Then there was a time a friend of mine invited me to a gathering of people I'd never met before. As I walked into the room, my prejudice kicked in. These were clearly not mainstreamers. Choice of hairstyle and clothing were the biggest indicators for me.

But I fought it off. I resisted the prejudice that leapt into my emotions. And now the friends of my friend are my friends. Among my best friends, in fact.


Prejudiced Against Prejudice

"Prejudice" is seen by mainstream society as categorically bad. And yet it's probably fair to say that mainstream society is where prejudice is most prevalent.

I submit that prejudice is neither good nor bad; it's just a conditioned emotional response, and a necessary component of quick response to real emergencies. How we act on that prejudice, however, can be good or bad. I can accept the fact that I had a prejudicial emotional response to the overly friendly guy at the burger joint; but should I avoid him because he's weird? I didn't. I smiled and interacted with him as I would with anyone else I don't know. It cost me nothing to do so, and it brought me no harm.

Problem A:
Decide whether each statement below agrees with the text on prejudice. For each, answer yes or no and quote the words of the text that settle it. (i) The writer avoided the overly friendly guy at the burger joint. (ii) The text holds that prejudice in itself is neither good nor bad. (iii) Hairstyle and clothing were the writer's chief indicators that the people at the gathering were not mainstreamers.
Problem B:
Reproduce the portion of the text on prejudice starting at "Then there was" and ending at "friends, in fact.".

Given material:

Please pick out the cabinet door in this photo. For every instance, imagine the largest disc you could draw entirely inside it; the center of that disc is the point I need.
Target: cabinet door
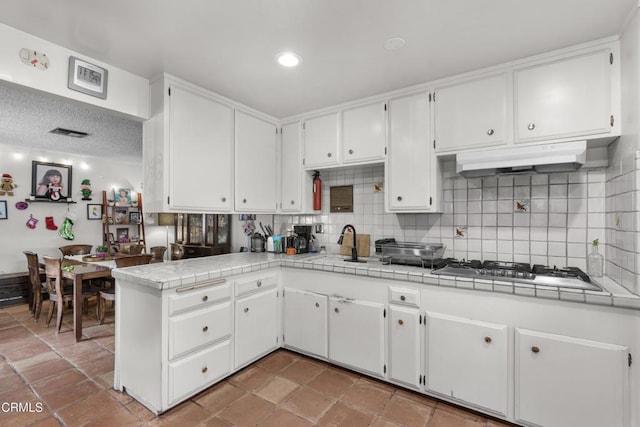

Worked solution A:
(i) No: "I didn't. I smiled and interacted with him as I would with anyone else I don't know."
(ii) Yes: "I submit that prejudice is neither good nor bad"
(iii) Yes: "Choice of hairstyle and clothing were the biggest indicators for me."

Worked solution B:
Then there was a time a friend of mine invited me to a gathering of people I'd never met before. As I walked into the room, my prejudice kicked in. These were clearly not mainstreamers. Choice of hairstyle and clothing were the biggest indicators for me.

But I fought it off. I resisted the prejudice that leapt into my emotions. And now the friends of my friend are my friends. Among my best friends, in fact.